• **PROBLEM**: Count the lines in the entries below that contain the word "overcast", matching case exactly. Reply with the number only.
▼
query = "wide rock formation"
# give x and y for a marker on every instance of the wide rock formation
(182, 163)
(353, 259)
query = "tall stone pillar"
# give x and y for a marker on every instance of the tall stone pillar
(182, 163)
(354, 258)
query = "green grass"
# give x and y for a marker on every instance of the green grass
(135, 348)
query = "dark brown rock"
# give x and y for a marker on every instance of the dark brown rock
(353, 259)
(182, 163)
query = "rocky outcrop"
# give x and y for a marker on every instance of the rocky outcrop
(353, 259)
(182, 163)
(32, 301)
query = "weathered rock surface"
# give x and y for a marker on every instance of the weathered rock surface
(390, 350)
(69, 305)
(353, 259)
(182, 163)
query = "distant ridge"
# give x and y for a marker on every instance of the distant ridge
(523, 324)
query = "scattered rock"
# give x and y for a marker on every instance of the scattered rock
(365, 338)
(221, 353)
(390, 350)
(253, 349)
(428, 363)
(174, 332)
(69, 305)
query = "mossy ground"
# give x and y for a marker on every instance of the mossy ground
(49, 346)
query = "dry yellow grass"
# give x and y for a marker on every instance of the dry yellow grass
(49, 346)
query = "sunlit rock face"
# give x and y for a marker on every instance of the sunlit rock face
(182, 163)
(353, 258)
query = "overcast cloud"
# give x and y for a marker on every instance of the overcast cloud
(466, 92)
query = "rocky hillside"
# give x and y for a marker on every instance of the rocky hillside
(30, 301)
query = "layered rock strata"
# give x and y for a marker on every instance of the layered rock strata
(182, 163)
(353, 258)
▲
▼
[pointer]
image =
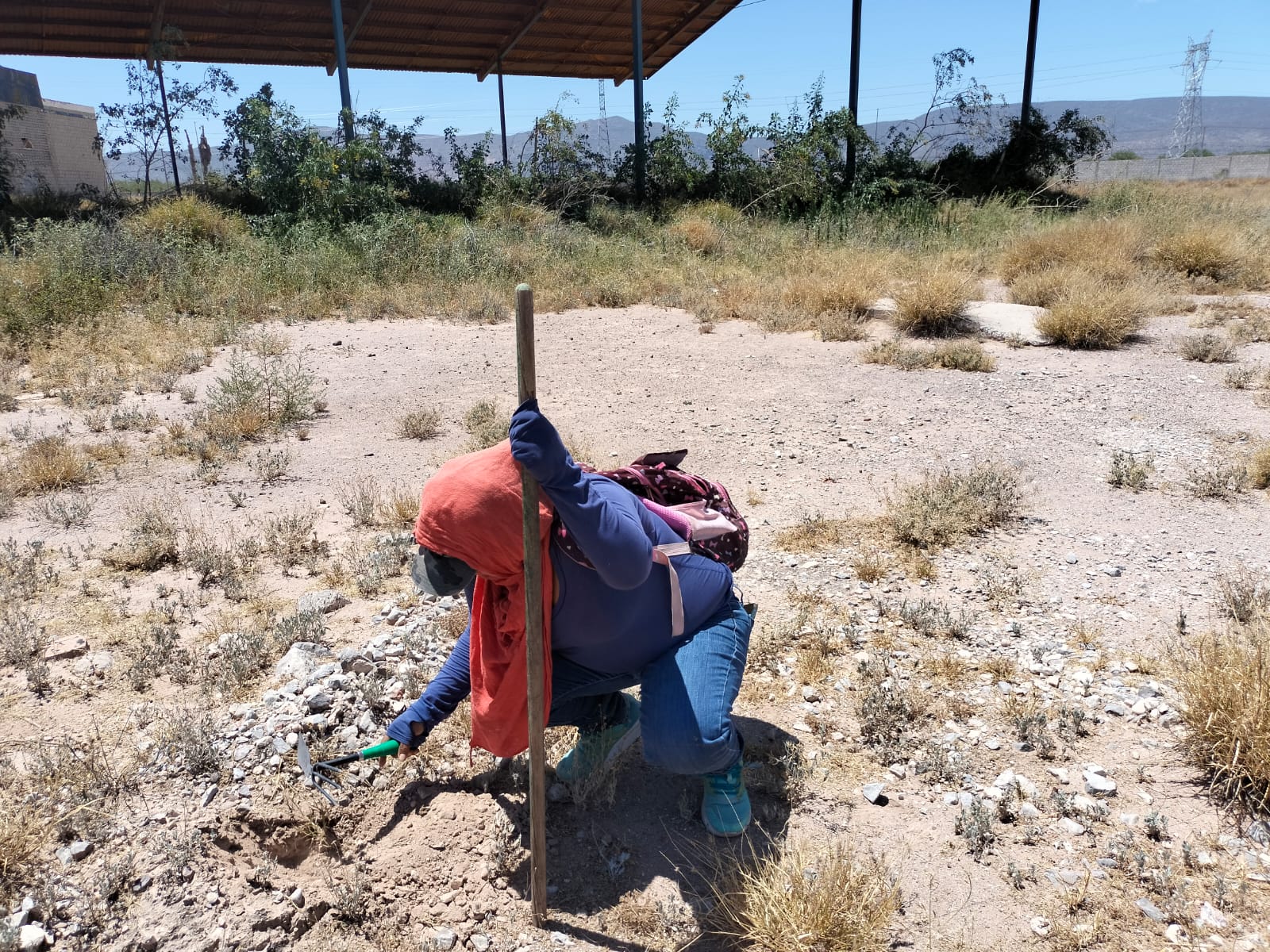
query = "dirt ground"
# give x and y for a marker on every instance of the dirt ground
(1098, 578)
▲
• **ANSWER TO THIS TASK**: 2